- _What is asked_
Copy out these lines unchanged, from the start of the entries down to and including the line that contains "48], [77, 49]]".

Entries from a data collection
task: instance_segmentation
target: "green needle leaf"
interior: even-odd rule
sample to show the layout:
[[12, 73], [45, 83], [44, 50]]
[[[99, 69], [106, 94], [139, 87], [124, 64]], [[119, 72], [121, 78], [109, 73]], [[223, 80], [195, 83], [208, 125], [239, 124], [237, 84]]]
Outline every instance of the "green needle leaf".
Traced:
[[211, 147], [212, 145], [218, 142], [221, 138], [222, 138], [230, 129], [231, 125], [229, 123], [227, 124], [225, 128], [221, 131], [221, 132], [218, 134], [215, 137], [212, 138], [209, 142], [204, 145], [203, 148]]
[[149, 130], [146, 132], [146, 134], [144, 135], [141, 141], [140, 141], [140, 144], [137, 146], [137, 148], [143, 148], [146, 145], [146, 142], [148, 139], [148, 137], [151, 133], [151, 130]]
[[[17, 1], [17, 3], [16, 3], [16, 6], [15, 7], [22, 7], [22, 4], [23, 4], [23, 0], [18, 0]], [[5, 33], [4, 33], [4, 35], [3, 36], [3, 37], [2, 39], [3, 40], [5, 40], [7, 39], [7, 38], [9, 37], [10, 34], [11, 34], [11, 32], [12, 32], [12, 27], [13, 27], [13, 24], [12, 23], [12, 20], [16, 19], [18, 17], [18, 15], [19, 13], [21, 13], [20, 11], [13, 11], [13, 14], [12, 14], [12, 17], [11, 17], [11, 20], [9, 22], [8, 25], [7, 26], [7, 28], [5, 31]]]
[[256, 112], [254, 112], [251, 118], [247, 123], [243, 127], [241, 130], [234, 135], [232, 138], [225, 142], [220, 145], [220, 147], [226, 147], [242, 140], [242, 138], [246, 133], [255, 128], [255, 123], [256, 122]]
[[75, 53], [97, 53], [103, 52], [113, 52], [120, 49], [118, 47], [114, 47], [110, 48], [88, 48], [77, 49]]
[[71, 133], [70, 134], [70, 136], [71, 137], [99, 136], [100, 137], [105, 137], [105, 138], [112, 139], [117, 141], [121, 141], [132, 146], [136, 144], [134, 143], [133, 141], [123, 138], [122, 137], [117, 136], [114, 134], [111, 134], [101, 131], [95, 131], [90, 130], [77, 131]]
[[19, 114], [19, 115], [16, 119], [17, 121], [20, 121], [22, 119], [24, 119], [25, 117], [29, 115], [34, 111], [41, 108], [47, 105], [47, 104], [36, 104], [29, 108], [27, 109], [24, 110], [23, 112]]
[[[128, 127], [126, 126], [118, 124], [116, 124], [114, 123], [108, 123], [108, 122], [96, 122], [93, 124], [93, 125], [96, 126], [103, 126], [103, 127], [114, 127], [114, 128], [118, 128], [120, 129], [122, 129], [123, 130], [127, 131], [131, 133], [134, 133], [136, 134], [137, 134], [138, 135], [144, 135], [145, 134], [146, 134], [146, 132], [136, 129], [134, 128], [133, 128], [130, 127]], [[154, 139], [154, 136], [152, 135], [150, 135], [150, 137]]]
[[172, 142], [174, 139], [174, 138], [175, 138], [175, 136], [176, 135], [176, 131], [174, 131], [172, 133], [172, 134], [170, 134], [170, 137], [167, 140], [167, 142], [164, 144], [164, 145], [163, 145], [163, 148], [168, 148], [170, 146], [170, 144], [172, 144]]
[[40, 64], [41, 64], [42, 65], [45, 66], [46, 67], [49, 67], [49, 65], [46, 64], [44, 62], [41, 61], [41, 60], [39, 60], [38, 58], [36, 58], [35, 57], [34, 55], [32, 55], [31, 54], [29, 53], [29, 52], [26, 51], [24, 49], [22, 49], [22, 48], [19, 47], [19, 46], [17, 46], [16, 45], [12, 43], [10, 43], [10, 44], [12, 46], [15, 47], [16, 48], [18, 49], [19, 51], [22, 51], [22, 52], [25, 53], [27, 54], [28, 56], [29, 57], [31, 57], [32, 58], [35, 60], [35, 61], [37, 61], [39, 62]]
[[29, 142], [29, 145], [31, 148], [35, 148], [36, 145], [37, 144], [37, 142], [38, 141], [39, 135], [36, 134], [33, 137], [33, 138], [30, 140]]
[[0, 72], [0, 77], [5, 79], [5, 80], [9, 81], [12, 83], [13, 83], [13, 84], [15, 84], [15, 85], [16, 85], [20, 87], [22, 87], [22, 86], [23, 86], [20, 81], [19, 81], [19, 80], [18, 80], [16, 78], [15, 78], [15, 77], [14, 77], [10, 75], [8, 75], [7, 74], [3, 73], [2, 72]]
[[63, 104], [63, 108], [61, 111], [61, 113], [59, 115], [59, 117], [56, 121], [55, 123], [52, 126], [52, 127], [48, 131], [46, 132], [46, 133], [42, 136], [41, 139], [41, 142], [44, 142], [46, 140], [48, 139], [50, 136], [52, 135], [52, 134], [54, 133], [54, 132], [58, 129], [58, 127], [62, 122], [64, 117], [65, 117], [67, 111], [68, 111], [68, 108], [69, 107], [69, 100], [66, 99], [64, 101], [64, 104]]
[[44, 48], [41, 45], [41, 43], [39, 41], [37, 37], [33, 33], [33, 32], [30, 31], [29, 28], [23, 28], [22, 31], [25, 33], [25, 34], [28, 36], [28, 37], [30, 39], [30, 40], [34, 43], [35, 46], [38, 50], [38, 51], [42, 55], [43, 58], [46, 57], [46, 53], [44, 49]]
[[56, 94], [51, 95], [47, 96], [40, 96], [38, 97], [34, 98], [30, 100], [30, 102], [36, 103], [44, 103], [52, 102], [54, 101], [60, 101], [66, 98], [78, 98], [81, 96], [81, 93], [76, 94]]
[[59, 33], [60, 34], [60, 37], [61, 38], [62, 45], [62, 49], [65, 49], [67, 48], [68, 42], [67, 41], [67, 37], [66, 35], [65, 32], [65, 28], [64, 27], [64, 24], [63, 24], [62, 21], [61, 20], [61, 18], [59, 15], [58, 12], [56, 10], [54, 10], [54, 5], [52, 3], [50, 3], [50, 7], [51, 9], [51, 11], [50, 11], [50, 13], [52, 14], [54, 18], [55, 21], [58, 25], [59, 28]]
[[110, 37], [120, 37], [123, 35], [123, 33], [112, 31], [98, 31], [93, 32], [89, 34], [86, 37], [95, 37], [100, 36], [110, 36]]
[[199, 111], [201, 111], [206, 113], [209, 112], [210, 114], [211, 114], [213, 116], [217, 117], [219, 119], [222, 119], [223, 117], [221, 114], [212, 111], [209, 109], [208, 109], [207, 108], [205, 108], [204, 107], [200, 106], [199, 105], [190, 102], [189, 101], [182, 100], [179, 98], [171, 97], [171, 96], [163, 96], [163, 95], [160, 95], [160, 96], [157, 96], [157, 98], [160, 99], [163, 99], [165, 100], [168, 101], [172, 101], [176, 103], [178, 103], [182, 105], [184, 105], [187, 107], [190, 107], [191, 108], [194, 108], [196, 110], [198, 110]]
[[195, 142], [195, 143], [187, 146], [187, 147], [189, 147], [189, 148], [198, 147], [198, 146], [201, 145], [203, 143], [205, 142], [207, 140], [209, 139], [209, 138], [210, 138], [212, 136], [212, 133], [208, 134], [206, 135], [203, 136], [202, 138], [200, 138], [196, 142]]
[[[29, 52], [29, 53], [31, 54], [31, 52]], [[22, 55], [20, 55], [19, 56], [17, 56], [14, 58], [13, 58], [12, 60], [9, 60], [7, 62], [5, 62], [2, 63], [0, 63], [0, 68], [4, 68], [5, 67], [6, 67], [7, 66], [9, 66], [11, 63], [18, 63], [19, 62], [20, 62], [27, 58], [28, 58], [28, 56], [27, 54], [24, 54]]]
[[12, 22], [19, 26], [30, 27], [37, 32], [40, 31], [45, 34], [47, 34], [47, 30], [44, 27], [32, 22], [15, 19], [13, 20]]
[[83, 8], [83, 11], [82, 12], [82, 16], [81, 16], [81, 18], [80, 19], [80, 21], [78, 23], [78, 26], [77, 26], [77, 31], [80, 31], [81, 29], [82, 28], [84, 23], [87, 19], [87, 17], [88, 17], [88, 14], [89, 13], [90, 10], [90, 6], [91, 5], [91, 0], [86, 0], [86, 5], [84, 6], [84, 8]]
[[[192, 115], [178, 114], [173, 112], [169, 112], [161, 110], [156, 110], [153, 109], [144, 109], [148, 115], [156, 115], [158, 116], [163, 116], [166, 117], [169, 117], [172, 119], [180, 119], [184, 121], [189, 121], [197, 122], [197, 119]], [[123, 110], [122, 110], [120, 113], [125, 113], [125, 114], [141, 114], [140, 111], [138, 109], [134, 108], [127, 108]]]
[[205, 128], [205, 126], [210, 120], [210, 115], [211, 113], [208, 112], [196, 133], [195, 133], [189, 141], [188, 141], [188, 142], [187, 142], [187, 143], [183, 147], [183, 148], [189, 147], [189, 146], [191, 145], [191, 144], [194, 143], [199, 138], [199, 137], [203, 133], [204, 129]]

- _Result of the task_
task: instance_segmentation
target: "green needle leaf"
interior: even-odd rule
sample to show the layout:
[[12, 73], [45, 83], [44, 50]]
[[[99, 69], [106, 94], [139, 87], [124, 64]], [[119, 72], [121, 78], [109, 73]], [[223, 80], [195, 83], [208, 125], [239, 124], [237, 84]]]
Outline every instance of the "green needle leaf".
Traced:
[[211, 147], [212, 145], [218, 142], [221, 138], [222, 138], [230, 129], [231, 125], [229, 123], [227, 124], [225, 128], [221, 131], [221, 132], [218, 134], [215, 137], [212, 138], [209, 142], [204, 145], [203, 148]]
[[149, 130], [146, 132], [146, 134], [144, 135], [141, 141], [140, 141], [140, 144], [137, 146], [137, 148], [143, 148], [146, 145], [146, 142], [148, 139], [148, 137], [151, 133], [151, 130]]
[[[17, 1], [17, 3], [16, 3], [16, 6], [15, 7], [22, 7], [22, 4], [23, 4], [23, 0], [18, 0]], [[5, 33], [4, 33], [4, 35], [3, 36], [3, 37], [2, 39], [3, 40], [5, 40], [7, 39], [7, 38], [9, 37], [10, 34], [11, 34], [11, 32], [12, 32], [12, 27], [13, 27], [13, 24], [12, 23], [12, 20], [16, 19], [18, 17], [18, 15], [19, 13], [21, 13], [20, 11], [13, 11], [13, 14], [12, 14], [12, 17], [11, 17], [11, 20], [9, 22], [8, 25], [7, 26], [7, 28], [5, 31]]]
[[256, 112], [254, 112], [251, 118], [247, 123], [243, 127], [241, 130], [234, 135], [232, 138], [225, 142], [220, 145], [220, 147], [226, 147], [242, 140], [242, 138], [246, 133], [255, 128], [255, 123], [256, 122]]
[[75, 53], [97, 53], [103, 52], [113, 52], [120, 49], [118, 47], [114, 47], [110, 48], [88, 48], [77, 49]]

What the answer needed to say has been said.